What you need to do – Copy each of the items below word for word, keeping every line unchanged.
>> BEGIN Exercise material
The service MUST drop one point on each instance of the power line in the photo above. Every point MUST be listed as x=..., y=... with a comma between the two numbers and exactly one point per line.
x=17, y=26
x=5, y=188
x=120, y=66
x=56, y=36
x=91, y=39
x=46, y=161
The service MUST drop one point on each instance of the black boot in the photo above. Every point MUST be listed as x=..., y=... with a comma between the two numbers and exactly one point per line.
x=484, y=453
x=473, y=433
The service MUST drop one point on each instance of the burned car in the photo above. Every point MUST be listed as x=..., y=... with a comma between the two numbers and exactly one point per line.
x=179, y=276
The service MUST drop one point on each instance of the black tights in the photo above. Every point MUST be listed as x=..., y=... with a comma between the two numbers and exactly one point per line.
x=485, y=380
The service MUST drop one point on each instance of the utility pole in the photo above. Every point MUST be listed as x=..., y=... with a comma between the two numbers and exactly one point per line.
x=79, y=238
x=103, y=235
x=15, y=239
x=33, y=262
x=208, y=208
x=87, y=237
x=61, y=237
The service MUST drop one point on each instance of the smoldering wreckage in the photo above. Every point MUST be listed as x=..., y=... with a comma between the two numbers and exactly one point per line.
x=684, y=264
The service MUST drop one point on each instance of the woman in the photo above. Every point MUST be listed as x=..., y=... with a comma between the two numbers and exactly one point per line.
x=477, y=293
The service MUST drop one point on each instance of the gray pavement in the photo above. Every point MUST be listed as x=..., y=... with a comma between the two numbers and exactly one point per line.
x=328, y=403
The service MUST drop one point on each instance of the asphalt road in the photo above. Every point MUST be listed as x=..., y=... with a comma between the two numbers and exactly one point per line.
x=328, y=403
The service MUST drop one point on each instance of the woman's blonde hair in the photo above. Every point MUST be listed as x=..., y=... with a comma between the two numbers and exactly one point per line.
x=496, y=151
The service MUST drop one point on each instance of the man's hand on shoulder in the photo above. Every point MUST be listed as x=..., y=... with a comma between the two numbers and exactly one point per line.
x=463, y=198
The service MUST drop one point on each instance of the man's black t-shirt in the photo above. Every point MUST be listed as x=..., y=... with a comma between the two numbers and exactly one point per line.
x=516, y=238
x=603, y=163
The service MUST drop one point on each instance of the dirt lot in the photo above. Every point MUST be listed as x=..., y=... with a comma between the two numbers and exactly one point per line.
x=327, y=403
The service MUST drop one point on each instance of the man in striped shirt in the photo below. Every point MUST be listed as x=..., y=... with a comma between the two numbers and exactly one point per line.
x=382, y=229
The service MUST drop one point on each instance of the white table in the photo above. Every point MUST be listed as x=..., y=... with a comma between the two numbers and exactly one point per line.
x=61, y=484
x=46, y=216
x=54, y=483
>> END Exercise material
Result for this task –
The service MUST drop one point on each instance of the power line in the photo above. Every point MUST be listed as x=..., y=... with a comma between the two numbers and exactly one point per line.
x=17, y=26
x=5, y=188
x=120, y=66
x=56, y=36
x=91, y=39
x=46, y=161
The service MUST drop one point on each instance of the black boot in the photo above. Every point MUST be listed as x=..., y=... with a comma between the two numbers and exactly one point per line.
x=484, y=453
x=473, y=433
The service MUST drop one point on each instance of the burned car in the photo above. Every point MUST be listed as x=..., y=... with a comma between the two numbers and exactly one point per line.
x=179, y=276
The service MUST drop one point on each instance of the black tights in the photo above. Every point MUST be listed as x=..., y=... with a comma between the two numbers and exactly one point per line.
x=485, y=380
The service MUST drop one point on each instance of the utility pole in the photo above. Every point MUST be listed as x=..., y=... with a comma between the two numbers and exactly one point per line.
x=79, y=238
x=103, y=235
x=15, y=239
x=33, y=262
x=208, y=208
x=87, y=237
x=61, y=237
The service MUST drop one point on each instance of the smoldering wreckage in the photo above. Every point MUST be listed as x=..., y=... with a comma between the two numbers and exactly one point per line.
x=684, y=264
The service MUST drop one point on each instance of the woman in the photo above. Every point MUST be listed as x=..., y=... with a comma between the two numbers and exactly one point per line.
x=477, y=293
The service MUST drop one point on each instance of the gray pavement in the photo above. Every point MUST be listed as x=..., y=... with a comma between the two numbers and exactly one point per line.
x=328, y=403
The service MUST drop one point on each instance of the asphalt road in the photo above. Every point MUST be listed as x=..., y=... with a comma between the two numbers and exactly one point per line.
x=328, y=403
The service MUST drop one point on each instance of the woman's blonde hair in the photo above. Every point MUST be listed as x=..., y=... with a comma between the two numbers and exactly one point per line.
x=496, y=151
The service MUST drop one point on each instance of the man's hand on shoulder in the photo above. Every point MUST be listed as x=..., y=... with a comma between the two numbers and exactly one point per line.
x=463, y=198
The service MUST drop one point on each instance of the man's black t-shirt in the photo above. Every point MUST be listed as x=..., y=... with a comma between the two numbers and exactly one point per line.
x=516, y=238
x=603, y=163
The service MUST drop one point on each instance of the dirt lot in the photo above. Every point MUST be listed as x=..., y=... with a comma between the two numbers and exactly one point per line.
x=327, y=403
The service MUST drop one point on each instance of the man in striped shirt in the photo below. Every point MUST be listed as x=..., y=... with a comma between the two numbers and exactly one point per line.
x=382, y=229
The service MUST drop one point on each instance of the white table in the photo above. Every point MUST be listed as x=..., y=... with a comma between the two numbers and exactly one point per line.
x=61, y=484
x=46, y=216
x=54, y=483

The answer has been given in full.